[Task description]
Using the data below, repeat all of it precisely.

Dataset records:
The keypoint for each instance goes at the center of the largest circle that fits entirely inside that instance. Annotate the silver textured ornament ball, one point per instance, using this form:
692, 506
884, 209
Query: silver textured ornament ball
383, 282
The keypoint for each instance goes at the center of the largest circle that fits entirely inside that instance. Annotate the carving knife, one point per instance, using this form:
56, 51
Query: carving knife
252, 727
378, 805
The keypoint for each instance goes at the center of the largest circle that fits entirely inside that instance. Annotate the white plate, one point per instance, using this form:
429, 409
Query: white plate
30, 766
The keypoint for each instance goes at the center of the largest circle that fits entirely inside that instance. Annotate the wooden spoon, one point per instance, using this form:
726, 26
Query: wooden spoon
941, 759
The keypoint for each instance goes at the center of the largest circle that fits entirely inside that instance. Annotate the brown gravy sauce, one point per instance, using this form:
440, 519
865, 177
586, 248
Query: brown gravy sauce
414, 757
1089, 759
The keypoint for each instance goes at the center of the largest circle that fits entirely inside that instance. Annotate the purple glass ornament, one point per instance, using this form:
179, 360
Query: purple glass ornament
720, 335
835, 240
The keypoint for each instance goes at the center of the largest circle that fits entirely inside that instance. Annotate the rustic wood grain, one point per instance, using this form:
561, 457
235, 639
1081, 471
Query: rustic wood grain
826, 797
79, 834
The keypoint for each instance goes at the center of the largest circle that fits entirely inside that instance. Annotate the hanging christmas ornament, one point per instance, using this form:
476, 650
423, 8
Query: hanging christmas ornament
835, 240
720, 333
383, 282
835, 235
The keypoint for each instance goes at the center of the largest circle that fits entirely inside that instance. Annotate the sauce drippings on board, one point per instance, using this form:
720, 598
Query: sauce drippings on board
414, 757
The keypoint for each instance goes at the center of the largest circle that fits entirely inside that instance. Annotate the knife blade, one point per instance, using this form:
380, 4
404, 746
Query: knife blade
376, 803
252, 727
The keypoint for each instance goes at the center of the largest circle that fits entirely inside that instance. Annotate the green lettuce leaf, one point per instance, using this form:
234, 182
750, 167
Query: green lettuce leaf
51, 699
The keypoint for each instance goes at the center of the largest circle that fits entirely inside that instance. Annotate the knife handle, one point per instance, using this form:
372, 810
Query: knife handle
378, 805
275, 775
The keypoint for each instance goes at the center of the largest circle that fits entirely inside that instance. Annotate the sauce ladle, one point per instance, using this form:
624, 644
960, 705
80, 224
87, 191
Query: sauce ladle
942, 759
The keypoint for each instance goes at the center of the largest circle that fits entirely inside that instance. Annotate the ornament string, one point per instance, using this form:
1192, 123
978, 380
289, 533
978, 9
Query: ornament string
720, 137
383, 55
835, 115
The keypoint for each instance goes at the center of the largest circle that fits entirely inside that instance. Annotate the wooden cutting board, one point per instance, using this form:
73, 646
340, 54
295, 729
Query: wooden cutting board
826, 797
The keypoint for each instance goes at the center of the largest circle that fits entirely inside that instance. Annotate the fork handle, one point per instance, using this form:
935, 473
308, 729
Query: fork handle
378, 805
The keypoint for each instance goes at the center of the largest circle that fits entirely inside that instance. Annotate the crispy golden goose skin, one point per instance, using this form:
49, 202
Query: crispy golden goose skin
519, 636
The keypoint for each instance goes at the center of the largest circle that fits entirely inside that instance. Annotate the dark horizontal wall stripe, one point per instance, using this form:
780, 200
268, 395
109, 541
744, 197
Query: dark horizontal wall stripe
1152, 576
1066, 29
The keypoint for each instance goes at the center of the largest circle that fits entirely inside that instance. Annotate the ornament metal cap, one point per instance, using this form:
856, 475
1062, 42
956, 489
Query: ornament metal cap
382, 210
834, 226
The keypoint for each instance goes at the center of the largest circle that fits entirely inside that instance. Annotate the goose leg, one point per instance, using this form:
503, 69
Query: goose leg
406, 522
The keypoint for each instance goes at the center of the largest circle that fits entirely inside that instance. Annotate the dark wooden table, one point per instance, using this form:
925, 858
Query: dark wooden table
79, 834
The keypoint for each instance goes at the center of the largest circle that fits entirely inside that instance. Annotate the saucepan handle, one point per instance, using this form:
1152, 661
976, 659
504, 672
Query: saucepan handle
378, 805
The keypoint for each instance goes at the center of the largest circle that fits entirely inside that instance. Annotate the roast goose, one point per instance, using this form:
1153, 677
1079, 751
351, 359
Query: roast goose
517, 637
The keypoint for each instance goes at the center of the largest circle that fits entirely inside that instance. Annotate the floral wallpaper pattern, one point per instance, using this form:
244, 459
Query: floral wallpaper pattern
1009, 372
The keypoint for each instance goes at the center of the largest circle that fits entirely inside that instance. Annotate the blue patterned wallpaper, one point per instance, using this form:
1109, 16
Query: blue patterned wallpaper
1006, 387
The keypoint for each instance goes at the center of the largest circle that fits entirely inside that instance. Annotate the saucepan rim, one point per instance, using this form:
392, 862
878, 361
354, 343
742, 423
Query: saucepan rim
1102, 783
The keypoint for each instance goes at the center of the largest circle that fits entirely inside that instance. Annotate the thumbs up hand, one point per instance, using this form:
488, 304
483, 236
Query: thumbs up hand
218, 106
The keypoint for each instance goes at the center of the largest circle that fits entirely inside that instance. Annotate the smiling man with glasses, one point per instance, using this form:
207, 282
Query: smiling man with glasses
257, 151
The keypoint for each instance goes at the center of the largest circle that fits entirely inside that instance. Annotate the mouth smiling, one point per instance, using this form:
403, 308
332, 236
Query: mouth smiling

[Problem solution]
The keypoint for each instance goes at the center of the largest circle that fits entirely inside that instance. Annotate the silver textured ornament ball, one point per instance, using this form:
692, 506
884, 209
Query: silver textured ornament ball
383, 282
The keypoint for each instance goes at the center of the largest circle that fits entirely inside that instance. Annotate the carving knife, one point per instance, using this form:
56, 51
Query: carving knife
252, 727
378, 805
The keypoint for each instance goes at the center of the largest circle that fits entirely inside that instance. Annotate the white plate, one point per instance, using this form:
429, 409
Query: white plate
30, 766
The keypoint for each instance goes at the center of the largest circle that fits entirely inside that instance. Annotate the wooden spoon, one point per instance, using this form:
726, 26
Query: wooden spoon
941, 759
The keypoint for each instance goes at the center of the largest circle that fits entirely inside that instance. Annotate the brown gravy sauce, one point per instance, using this form:
440, 519
865, 177
586, 248
Query: brown gravy sauce
414, 757
1089, 759
The keypoint for each instance goes at the center of the largest circle that fits entirely inside that instance. Annotate the purple glass ornament, one point per instance, using this form:
179, 360
Query: purple glass ornament
720, 335
835, 240
The keypoint for each instance goes at the center of the largest circle that fits entirely inside that instance. Annotate the rustic wood grain, one point per instance, using this form:
561, 457
235, 639
1081, 471
Query: rustic wood grain
826, 797
79, 834
The keypoint for each instance goes at the center of the largest circle that fits entirely inside that instance. Annotate the hanging christmas ornament, one point per instance, using this form:
476, 650
423, 8
Query: hanging christmas ornament
835, 240
720, 333
383, 282
835, 235
The keypoint for each instance goes at the center of the largest circle that fits entirely inside that instance. Annotate the sauce drippings on board, one point per instance, using this form:
720, 598
Query: sauce drippings on board
414, 757
The keypoint for each instance goes at the center of the largest circle that fits entirely inside that instance. Annotate the knife blade, one point per instance, using this form:
380, 4
404, 746
Query: knife blade
376, 803
252, 727
The keypoint for each instance goes at the center of the largest circle that fits entirely inside that instance. Annotate the green lettuce leaf, one point per instance, using this form:
234, 182
750, 167
Query: green lettuce leaf
51, 699
The keypoint for each instance goes at the center of the largest circle that fits entirely inside that instance. Annotate the knife handle, one point per instance, using this form:
372, 810
Query: knife handle
378, 805
275, 775
The keypoint for each instance goes at the center of the largest circle that fits entirely inside that instance. Annotate the sauce ladle, one point per instance, using this form:
624, 644
960, 705
80, 224
87, 191
Query: sauce ladle
942, 759
The keypoint for each instance goes at the center of the largest circle that fits entirely inside that instance. Annotate the ornament string, one point per instance, using this form:
1192, 123
978, 380
289, 533
978, 9
Query: ornament string
720, 137
383, 55
835, 115
The keypoint for each instance goes at the center of the largest circle that fits entirely inside that instance. Annotate the wooden cutting board, one point per instance, using this form:
73, 646
340, 54
295, 729
Query: wooden cutting board
826, 797
The keypoint for each instance goes at the center of the largest circle that fits entirely inside that instance. Annotate the fork handle, one point per instance, using this form:
935, 473
308, 729
Query: fork handle
378, 805
The keypoint for each instance goes at the center of the largest circle that fits entirely inside that instance. Annotate the crispy golden goose skin, one point per instance, using this form:
49, 202
Query: crispy golden goose skin
519, 636
The keypoint for each instance goes at the center of the largest circle that fits entirely inside that instance. Annotate the dark horizontal wall stripe, one point per instance, using this form:
780, 200
268, 395
109, 541
744, 197
Query: dark horizontal wall stripe
1152, 576
1066, 29
The keypoint for each instance goes at the center of the largest circle that fits entirely inside that instance. Annotate the ornament metal cap, one point per instance, using this form:
856, 475
1062, 42
956, 489
Query: ornament metal cap
382, 210
834, 226
The keypoint for each instance goes at the center of the largest circle that fits entirely inside that instance. Annotate the goose leg, one point per instance, using this form:
503, 69
Query: goose leg
406, 522
The keypoint for each instance goes at the center of the largest circle that fits entirely inside that instance. Annotate the dark wooden table, one point per instance, using this form:
925, 858
Query: dark wooden table
79, 834
The keypoint for each instance goes at the center of the largest circle that fits entirely inside that instance. Annotate the saucepan handle, one point per instance, using this form:
1152, 661
976, 659
504, 672
Query: saucepan handle
378, 805
The keypoint for each instance goes at the center of the largest circle that fits entirely inside that instance. Annotate the roast goose, one point per instance, using this form:
1153, 677
1079, 751
351, 359
Query: roast goose
517, 637
The keypoint for each instance goes at the center of the largest circle that fits entirely inside that instance. Annotate the floral wallpaper pattern, one point per instance, using this form:
244, 459
Query: floral wallpaper pattern
1009, 372
The keypoint for each instance goes at the center of the largest circle that fits entirely inside that instance. Annotate the blue patterned wallpaper, one point per instance, using this form:
1109, 16
Query: blue patterned wallpaper
1006, 387
The keypoint for each instance goes at the center of the largest circle that fits entirely inside that instance. Annotate the saucepan rim, one point per instance, using this form:
392, 862
878, 361
354, 343
742, 423
Query: saucepan rim
1102, 783
The keypoint for each instance goes at the center of the largest circle that fits entirely inside that instance. Annotate the thumbs up hand, one point per instance, using this form:
488, 304
483, 236
Query: thumbs up hand
218, 106
The keypoint for each instance goes at the center of the largest circle that fits entirely inside that instance. Annotate the smiling man with glasses, one point per instance, using this form:
207, 282
Query: smiling man with glasses
257, 151
The keypoint for each instance goes at the center of the largest circle that fits entirely inside that instance. Annotate the mouth smiling, one point per instance, using this form:
403, 308
332, 236
Query: mouth smiling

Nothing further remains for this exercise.